What you need to do >> Show every line in the records below that contains the word "horn".

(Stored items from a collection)
----------------------------------------

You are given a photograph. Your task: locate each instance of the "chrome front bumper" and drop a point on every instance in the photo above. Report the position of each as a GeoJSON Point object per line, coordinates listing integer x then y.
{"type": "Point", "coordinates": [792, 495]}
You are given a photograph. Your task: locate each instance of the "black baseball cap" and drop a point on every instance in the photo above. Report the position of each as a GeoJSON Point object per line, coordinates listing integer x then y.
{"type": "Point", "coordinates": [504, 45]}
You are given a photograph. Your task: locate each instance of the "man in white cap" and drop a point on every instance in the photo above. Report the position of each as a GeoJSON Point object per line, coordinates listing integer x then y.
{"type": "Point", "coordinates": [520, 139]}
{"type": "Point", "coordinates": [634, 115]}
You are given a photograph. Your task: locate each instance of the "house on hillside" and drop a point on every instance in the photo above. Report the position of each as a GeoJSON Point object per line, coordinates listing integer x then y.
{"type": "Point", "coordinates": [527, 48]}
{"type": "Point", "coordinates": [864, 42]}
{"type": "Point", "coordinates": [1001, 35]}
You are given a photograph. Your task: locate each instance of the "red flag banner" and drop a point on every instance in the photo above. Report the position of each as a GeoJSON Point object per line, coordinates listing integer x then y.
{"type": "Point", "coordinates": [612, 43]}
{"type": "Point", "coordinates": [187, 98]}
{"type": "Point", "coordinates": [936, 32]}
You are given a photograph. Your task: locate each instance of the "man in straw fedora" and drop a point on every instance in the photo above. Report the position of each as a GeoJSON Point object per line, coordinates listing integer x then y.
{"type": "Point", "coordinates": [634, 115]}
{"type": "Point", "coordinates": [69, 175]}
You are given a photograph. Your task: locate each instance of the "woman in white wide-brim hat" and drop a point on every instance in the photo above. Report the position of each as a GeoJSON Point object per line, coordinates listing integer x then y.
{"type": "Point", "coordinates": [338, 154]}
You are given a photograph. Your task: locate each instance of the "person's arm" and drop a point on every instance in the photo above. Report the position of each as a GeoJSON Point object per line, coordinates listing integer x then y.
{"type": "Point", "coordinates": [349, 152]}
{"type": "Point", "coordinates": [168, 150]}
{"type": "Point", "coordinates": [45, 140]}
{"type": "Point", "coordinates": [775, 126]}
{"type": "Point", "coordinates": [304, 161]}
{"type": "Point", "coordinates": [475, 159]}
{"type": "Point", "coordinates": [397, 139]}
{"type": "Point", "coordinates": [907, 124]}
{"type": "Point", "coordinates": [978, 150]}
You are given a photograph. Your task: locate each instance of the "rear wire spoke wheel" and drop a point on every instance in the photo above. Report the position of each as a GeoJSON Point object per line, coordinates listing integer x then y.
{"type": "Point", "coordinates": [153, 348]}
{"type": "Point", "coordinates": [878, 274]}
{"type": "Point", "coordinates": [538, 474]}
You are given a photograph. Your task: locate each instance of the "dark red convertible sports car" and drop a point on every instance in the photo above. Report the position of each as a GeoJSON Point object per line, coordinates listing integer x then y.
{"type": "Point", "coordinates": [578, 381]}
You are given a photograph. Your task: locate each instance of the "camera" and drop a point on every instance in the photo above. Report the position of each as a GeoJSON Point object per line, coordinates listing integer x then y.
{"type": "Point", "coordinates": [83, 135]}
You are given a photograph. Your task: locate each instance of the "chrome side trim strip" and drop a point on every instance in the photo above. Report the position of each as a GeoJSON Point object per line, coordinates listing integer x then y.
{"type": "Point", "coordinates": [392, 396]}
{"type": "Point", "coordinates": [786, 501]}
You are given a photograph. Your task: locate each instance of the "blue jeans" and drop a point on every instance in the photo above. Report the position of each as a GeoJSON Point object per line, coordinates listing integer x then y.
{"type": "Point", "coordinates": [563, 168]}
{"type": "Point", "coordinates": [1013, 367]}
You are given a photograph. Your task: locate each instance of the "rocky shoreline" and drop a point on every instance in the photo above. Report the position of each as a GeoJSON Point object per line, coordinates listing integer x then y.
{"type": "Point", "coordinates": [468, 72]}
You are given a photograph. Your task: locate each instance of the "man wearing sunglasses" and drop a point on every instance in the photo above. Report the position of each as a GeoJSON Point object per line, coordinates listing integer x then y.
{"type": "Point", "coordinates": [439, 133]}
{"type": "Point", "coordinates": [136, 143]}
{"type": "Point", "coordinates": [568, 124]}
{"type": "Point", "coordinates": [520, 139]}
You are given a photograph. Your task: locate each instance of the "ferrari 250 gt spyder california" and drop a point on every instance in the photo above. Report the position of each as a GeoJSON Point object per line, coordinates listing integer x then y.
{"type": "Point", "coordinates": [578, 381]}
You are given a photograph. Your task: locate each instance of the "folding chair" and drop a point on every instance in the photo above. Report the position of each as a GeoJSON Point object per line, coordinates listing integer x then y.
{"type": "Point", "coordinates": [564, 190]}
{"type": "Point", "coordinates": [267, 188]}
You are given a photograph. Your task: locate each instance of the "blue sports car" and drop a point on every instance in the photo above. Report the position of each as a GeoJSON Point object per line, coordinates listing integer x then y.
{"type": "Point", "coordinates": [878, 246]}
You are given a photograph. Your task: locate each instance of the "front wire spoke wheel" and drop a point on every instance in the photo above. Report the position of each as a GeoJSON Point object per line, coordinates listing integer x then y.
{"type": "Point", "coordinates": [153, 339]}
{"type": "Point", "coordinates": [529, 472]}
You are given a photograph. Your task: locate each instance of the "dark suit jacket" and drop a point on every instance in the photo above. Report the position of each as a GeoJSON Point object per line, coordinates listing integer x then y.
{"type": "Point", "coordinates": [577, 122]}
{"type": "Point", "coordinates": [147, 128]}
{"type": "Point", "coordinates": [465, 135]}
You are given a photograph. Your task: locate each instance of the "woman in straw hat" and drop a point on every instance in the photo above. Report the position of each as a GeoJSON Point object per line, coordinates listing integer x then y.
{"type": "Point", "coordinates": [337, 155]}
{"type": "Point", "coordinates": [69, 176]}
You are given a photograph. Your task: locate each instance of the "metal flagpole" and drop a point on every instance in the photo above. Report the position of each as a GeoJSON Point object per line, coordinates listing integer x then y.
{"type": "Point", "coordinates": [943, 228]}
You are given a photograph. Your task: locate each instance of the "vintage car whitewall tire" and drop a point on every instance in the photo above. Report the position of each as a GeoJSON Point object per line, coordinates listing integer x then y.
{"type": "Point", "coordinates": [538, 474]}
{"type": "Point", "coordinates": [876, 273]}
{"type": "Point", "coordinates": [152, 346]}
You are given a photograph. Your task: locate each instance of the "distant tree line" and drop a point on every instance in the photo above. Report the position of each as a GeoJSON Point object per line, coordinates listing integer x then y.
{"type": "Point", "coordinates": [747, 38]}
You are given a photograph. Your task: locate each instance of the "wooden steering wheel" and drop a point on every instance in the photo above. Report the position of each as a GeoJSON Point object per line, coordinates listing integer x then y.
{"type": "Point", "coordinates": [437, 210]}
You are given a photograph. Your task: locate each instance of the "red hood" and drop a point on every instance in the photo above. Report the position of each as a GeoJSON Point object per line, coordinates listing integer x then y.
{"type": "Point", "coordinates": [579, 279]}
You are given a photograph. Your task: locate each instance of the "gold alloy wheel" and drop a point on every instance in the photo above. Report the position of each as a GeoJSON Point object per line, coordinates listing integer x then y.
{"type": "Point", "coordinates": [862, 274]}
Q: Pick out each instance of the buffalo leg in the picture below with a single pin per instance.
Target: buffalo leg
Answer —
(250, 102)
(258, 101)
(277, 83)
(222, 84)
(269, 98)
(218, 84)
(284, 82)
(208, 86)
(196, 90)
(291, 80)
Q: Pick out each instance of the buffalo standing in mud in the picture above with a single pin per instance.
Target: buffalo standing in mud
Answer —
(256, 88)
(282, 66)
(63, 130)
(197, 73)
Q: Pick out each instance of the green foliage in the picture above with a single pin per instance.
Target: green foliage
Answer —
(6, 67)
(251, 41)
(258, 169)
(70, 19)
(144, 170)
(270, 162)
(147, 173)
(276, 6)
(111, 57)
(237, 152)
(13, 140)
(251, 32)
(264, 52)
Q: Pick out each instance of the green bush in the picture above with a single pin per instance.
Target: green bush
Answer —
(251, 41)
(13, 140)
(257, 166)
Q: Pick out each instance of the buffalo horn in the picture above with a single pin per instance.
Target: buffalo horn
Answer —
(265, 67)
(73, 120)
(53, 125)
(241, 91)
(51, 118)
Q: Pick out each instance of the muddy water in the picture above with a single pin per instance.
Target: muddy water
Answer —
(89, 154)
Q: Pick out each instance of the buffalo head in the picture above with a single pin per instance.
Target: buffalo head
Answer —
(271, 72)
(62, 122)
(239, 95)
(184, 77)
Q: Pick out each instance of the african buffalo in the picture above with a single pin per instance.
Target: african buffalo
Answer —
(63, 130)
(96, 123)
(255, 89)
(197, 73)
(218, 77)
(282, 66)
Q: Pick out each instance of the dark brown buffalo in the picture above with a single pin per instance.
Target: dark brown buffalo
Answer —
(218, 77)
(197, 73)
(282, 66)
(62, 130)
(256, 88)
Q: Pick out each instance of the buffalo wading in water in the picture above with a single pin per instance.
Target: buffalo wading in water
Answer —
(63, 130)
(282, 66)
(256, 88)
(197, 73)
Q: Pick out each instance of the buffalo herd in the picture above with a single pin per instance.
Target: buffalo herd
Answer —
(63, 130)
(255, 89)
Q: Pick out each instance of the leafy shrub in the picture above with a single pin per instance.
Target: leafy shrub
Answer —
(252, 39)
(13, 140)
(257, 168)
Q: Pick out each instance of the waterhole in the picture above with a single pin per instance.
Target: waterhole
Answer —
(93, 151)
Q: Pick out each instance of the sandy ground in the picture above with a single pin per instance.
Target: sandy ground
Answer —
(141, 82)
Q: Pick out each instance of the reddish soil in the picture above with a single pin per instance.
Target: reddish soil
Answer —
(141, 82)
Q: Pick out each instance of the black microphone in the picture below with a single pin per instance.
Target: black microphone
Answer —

----------------------------------------

Your response >>
Q: Pick out each instance of the buffalo horn in the picture above with a single pin per instance.
Target: buffalo horn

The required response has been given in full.